* [OBJECTIVE]
Please copy every one of the entries below word for word, leaving the pictures out of your answer.

• • • •

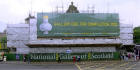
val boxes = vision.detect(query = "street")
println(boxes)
[0,61,140,70]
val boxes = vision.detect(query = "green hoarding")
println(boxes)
[30,52,120,61]
[37,13,120,37]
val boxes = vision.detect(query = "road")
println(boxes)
[0,61,140,70]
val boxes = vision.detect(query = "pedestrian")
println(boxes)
[28,55,30,64]
[58,57,61,63]
[73,56,76,63]
[23,54,26,62]
[77,56,81,62]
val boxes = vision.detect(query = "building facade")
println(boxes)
[7,13,133,58]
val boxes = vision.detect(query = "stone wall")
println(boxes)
[7,24,29,54]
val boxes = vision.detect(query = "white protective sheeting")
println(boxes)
[30,35,37,40]
[7,34,29,40]
[30,27,37,35]
[7,24,29,28]
[7,27,29,35]
[30,19,37,26]
[120,28,133,33]
[120,23,133,28]
[16,48,30,54]
[120,34,133,40]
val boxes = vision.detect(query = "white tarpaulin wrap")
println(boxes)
[7,27,29,35]
[7,24,29,28]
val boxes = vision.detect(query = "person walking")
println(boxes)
[58,57,61,63]
[73,56,76,63]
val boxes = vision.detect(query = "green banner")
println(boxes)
[30,52,120,61]
[37,13,120,37]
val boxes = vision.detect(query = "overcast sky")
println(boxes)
[0,0,140,32]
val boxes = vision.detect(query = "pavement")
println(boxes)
[0,61,140,70]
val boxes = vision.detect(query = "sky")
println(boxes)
[0,0,140,32]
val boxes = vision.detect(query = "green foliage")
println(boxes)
[134,27,140,44]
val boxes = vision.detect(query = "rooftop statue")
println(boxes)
[66,2,79,13]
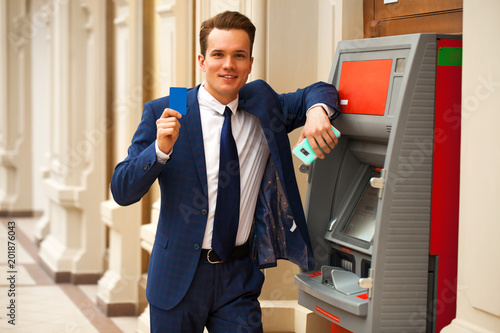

• • • •

* [OUTPUT FOR THIS EXERCISE]
val boxes = vision.detect(query = "street")
println(boxes)
[0,61,140,70]
val boxes = vision.detect(query = "green hoarding")
println(boxes)
[30,52,120,61]
[37,13,120,37]
val boxes = vision.detect(query = "road")
println(boxes)
[0,61,140,70]
val boxes = vision.detect(query = "pedestrian")
println(boxes)
[28,55,30,64]
[58,57,61,63]
[73,56,76,63]
[23,54,26,62]
[77,56,81,62]
val boxes = vision.detect(query = "building facade")
println(boxes)
[7,13,133,58]
val boxes = vision.detect(query = "stone wall")
println(boxes)
[7,24,29,54]
val boxes = vision.detect(query = "white protective sheeting")
println(boxes)
[30,35,37,40]
[7,34,29,40]
[30,27,37,35]
[7,24,29,28]
[7,27,29,35]
[30,19,37,26]
[120,28,133,33]
[120,23,133,28]
[16,48,30,54]
[120,34,133,40]
val boxes = vision.detect(query = "white tarpaulin wrap")
println(boxes)
[7,27,29,35]
[7,24,29,28]
val boxes = vision.detect(query = "person walking")
println(boxes)
[58,57,61,63]
[73,56,76,63]
val boxes = vision.detect(query = "green banner")
println(boxes)
[30,52,120,61]
[37,13,120,37]
val boxes = vision.detect(query = "overcast sky")
println(boxes)
[0,0,140,32]
val boxes = vision.detect(query = "pavement")
println(boxes)
[0,61,140,70]
val boxes = vision.detect(query = "sky")
println(boxes)
[0,0,140,32]
val boxes = vision.detect(query = "green foliage")
println(boxes)
[134,27,140,44]
val boxes = vision.detect(query = "rooftop statue")
println(boxes)
[66,2,79,13]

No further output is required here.